━━━ Information shown ━━━
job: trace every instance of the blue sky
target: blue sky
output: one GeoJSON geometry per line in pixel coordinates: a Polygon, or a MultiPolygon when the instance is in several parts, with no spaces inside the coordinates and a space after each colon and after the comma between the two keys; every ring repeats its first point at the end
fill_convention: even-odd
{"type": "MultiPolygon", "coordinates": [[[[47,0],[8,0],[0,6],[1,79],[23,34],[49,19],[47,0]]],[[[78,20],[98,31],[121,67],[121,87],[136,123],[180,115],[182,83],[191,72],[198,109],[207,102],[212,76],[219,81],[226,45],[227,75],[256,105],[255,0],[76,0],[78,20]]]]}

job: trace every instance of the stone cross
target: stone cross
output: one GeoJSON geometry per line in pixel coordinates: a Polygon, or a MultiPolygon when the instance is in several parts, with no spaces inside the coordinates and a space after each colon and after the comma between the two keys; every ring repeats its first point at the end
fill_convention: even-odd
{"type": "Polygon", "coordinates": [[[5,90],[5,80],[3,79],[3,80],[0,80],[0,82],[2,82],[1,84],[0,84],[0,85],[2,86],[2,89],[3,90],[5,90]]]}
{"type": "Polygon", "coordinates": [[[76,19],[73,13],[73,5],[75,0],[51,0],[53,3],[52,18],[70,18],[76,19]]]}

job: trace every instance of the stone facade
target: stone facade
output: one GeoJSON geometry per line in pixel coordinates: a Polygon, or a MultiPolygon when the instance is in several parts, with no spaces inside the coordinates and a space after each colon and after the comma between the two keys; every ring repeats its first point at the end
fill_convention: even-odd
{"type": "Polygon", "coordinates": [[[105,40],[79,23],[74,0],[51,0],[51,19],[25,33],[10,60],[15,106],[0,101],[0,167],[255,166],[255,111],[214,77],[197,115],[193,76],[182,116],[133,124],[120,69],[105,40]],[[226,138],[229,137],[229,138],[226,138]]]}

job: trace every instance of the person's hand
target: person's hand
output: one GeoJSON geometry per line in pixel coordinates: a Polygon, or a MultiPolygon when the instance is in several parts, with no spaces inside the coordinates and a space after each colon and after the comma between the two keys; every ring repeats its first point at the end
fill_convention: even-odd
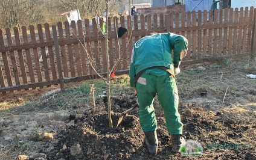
━━━
━━━ Information shown ━━━
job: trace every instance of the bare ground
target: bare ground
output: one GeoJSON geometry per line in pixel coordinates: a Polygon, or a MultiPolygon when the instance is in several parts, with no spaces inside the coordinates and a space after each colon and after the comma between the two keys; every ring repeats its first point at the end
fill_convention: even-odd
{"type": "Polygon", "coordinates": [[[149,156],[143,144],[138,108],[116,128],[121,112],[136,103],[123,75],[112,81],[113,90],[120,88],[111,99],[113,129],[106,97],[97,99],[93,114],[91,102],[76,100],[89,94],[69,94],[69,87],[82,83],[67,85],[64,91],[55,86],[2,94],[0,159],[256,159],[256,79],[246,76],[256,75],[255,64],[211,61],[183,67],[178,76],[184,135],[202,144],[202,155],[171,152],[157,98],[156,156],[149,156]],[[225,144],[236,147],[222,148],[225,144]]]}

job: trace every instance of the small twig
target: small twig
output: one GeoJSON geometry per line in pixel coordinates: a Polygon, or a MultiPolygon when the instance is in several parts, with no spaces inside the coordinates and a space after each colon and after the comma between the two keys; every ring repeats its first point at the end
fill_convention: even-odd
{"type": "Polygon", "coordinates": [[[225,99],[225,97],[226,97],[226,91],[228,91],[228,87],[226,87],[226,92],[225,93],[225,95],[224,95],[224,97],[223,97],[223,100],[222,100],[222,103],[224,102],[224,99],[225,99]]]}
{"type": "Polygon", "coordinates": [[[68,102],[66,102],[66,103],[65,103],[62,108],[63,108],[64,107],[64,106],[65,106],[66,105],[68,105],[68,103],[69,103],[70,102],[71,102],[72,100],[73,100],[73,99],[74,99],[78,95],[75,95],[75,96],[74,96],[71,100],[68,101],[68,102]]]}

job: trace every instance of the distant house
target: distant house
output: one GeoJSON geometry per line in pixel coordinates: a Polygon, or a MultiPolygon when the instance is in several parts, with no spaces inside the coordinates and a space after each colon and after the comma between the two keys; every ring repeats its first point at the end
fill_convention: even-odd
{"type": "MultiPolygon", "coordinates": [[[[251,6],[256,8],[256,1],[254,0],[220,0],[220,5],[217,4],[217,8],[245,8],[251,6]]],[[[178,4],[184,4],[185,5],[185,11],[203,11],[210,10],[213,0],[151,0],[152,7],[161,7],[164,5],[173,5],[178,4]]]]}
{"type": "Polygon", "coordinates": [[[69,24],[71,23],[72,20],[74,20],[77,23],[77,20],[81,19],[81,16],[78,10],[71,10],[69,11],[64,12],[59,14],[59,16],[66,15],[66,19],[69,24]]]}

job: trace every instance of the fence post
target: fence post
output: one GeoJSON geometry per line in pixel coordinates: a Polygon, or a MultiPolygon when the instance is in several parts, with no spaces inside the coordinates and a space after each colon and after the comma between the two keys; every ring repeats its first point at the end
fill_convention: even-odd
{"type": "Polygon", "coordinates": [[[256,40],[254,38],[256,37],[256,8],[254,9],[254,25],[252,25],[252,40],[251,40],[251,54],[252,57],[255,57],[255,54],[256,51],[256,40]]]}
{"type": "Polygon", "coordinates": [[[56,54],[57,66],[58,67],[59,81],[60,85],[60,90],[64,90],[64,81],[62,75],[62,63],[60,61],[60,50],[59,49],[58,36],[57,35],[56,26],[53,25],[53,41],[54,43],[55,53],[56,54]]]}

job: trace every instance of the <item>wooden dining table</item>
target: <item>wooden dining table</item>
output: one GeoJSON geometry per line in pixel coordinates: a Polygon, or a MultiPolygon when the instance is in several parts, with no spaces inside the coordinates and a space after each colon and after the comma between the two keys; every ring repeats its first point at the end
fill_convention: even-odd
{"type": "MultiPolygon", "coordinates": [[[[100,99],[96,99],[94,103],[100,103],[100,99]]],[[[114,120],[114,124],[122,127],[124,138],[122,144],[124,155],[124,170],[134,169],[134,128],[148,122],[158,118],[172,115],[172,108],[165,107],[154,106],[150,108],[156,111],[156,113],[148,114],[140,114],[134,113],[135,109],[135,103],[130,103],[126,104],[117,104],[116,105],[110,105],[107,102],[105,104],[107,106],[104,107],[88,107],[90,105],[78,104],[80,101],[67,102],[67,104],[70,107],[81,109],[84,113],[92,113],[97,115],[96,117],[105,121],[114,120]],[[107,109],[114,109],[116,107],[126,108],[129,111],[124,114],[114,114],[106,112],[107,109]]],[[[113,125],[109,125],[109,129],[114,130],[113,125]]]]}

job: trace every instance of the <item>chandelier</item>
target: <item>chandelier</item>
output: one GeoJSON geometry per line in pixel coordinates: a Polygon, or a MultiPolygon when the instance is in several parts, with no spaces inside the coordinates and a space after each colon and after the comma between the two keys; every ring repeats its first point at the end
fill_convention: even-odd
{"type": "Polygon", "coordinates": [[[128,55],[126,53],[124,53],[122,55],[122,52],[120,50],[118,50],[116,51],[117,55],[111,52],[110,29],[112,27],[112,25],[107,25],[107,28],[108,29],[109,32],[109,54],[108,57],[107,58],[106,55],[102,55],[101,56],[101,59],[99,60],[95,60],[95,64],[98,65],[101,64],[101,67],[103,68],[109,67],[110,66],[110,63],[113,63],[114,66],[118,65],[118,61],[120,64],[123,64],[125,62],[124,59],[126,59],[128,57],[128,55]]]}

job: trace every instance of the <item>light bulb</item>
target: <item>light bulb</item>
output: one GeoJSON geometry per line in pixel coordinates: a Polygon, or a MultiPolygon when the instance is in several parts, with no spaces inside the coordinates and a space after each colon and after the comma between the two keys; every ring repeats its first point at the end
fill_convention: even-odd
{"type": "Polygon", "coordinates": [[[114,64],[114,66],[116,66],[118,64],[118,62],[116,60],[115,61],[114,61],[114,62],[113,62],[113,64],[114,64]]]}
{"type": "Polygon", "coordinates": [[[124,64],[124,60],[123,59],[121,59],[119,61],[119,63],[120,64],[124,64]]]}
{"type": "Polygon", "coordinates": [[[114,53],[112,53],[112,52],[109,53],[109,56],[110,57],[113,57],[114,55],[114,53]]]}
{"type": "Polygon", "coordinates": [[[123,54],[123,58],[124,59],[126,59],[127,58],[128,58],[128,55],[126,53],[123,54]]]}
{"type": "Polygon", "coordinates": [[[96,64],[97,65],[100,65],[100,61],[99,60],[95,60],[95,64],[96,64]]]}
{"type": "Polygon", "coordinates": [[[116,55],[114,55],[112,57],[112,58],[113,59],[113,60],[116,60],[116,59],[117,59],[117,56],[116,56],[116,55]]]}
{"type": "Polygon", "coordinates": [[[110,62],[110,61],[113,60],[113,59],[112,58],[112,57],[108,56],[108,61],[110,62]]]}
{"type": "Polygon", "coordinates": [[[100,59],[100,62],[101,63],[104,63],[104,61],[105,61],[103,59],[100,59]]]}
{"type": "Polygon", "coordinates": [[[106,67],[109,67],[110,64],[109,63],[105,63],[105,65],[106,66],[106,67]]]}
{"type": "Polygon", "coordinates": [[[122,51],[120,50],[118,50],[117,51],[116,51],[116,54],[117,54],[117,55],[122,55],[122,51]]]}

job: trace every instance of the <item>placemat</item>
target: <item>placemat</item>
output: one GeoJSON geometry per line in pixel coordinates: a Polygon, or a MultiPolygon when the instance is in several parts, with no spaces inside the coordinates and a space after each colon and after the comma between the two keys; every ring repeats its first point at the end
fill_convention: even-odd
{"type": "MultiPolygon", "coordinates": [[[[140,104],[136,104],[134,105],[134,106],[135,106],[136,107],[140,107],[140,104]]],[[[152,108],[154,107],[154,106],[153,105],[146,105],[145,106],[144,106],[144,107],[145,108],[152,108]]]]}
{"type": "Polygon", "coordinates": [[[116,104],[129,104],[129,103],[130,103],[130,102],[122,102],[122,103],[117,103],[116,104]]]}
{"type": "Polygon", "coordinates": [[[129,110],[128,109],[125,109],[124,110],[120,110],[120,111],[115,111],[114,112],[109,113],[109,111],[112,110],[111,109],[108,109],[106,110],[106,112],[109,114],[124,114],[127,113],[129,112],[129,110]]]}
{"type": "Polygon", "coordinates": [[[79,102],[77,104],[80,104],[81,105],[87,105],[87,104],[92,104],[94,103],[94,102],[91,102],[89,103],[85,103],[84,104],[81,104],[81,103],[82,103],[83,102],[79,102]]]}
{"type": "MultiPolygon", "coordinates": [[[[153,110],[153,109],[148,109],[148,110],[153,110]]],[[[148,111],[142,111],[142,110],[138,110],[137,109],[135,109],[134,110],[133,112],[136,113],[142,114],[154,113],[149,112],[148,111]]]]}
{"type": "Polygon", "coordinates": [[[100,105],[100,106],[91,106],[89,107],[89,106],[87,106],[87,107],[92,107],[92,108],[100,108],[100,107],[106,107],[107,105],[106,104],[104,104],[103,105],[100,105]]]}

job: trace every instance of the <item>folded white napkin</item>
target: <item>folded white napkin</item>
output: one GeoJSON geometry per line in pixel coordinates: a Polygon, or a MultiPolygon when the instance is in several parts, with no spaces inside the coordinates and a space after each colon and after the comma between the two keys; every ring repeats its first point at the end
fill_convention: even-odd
━━━
> [Given problem] Please pick out every line of the records above that contains the word "facade" and copy each one in full.

> [Right answer]
job: trace every instance of the stone facade
target: stone facade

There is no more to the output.